BEGIN RECORDS TO PROCESS

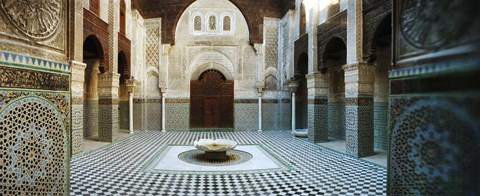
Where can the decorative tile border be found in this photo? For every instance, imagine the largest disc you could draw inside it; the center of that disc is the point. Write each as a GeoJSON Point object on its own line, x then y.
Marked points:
{"type": "Point", "coordinates": [32, 79]}
{"type": "Point", "coordinates": [24, 60]}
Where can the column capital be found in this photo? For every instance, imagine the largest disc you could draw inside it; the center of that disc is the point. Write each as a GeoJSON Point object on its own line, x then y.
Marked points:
{"type": "Point", "coordinates": [292, 84]}
{"type": "Point", "coordinates": [359, 79]}
{"type": "Point", "coordinates": [130, 84]}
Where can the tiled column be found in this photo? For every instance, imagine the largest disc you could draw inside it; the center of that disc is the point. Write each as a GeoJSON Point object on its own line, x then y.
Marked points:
{"type": "Point", "coordinates": [359, 109]}
{"type": "Point", "coordinates": [78, 77]}
{"type": "Point", "coordinates": [130, 83]}
{"type": "Point", "coordinates": [108, 106]}
{"type": "Point", "coordinates": [317, 84]}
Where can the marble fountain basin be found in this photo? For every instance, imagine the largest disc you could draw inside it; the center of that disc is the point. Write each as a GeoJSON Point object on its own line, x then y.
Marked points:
{"type": "Point", "coordinates": [215, 150]}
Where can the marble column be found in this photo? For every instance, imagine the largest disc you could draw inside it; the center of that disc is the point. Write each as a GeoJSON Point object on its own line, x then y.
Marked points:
{"type": "Point", "coordinates": [163, 91]}
{"type": "Point", "coordinates": [317, 84]}
{"type": "Point", "coordinates": [130, 83]}
{"type": "Point", "coordinates": [292, 86]}
{"type": "Point", "coordinates": [108, 106]}
{"type": "Point", "coordinates": [260, 91]}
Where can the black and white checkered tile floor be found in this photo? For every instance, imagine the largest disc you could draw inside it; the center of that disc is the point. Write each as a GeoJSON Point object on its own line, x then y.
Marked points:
{"type": "Point", "coordinates": [117, 169]}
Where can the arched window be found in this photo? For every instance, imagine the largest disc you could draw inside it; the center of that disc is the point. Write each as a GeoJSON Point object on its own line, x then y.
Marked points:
{"type": "Point", "coordinates": [197, 23]}
{"type": "Point", "coordinates": [226, 23]}
{"type": "Point", "coordinates": [94, 6]}
{"type": "Point", "coordinates": [212, 23]}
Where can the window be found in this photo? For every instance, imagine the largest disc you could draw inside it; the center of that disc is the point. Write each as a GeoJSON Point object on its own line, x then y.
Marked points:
{"type": "Point", "coordinates": [197, 26]}
{"type": "Point", "coordinates": [226, 23]}
{"type": "Point", "coordinates": [212, 23]}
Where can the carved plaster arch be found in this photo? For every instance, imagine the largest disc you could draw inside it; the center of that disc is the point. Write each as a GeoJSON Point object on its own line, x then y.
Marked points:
{"type": "Point", "coordinates": [212, 60]}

END RECORDS TO PROCESS

▸ **CHALLENGE**:
In your copy of the records, include no pictures; repeat everything else exactly.

▸ **COMPLETED EXERCISE**:
Where can the decorative tile border be found in this photo? For every instance, imagine the largest disc you could draw inside it; the center of that disc is the point. Write each as a GeoJSON Point object on its own line, x then y.
Marked points:
{"type": "Point", "coordinates": [32, 79]}
{"type": "Point", "coordinates": [24, 60]}
Where can the column capital be found in this photo? For every instance, imagine the largest disc you could draw inside it; the center of that disc is the point. Write each as a GeoJSON Point object on its own line, x then y.
Marked points:
{"type": "Point", "coordinates": [292, 84]}
{"type": "Point", "coordinates": [359, 79]}
{"type": "Point", "coordinates": [130, 84]}
Where can the tiled column be found in this photo? For every instance, imagine the largest disc you could draw inside it; the center of that disc is the point. Write each as a GeoJSON Point object on its own line, x then y.
Marked points:
{"type": "Point", "coordinates": [359, 109]}
{"type": "Point", "coordinates": [78, 77]}
{"type": "Point", "coordinates": [130, 83]}
{"type": "Point", "coordinates": [108, 106]}
{"type": "Point", "coordinates": [317, 84]}
Where can the marble fountain basin be found in this photo? For every instance, imagine the largest disc you could draw inside it; the center of that disc is the point. Write each as a GeoJSON Point object on its own line, x then y.
Marked points:
{"type": "Point", "coordinates": [215, 150]}
Where can the marble column be found in this photo? For every instance, imagine the largest disc you could draw inside it; the center of that disc is the point. Write each as a GeoJSON Point object on its own line, x then y.
Marked points:
{"type": "Point", "coordinates": [163, 91]}
{"type": "Point", "coordinates": [317, 84]}
{"type": "Point", "coordinates": [130, 83]}
{"type": "Point", "coordinates": [292, 86]}
{"type": "Point", "coordinates": [108, 106]}
{"type": "Point", "coordinates": [260, 91]}
Where can the black and white checkered tile floor be found in this photo? For every instance, imagine the largest disc you could draw inside it; the center of that disc is the point. Write each as a GeoJSON Point object on its own line, x then y.
Marked points:
{"type": "Point", "coordinates": [117, 169]}
Where can the arched window be found in this photo? For every instance, imagine the largest disc you could draw inside it; the center of that disc is the point. Write each as a GeoJSON Point object on its own line, x then y.
Marked points:
{"type": "Point", "coordinates": [197, 23]}
{"type": "Point", "coordinates": [226, 23]}
{"type": "Point", "coordinates": [94, 6]}
{"type": "Point", "coordinates": [212, 23]}
Where can the window be found in this photo? For every instance, imagine the largest disc you could draw inside it; the center of that disc is the point. Write each as a GeoJSON Point object on its own line, x then y.
Marked points:
{"type": "Point", "coordinates": [197, 26]}
{"type": "Point", "coordinates": [226, 23]}
{"type": "Point", "coordinates": [212, 23]}
Where can the carved plaster arch be found in this photo? For every instance, imagine the largest disc you could draw inside it; the center of that disc is the point. Write each as a GeoJSON Point object on its own line, x then y.
Marked points:
{"type": "Point", "coordinates": [212, 60]}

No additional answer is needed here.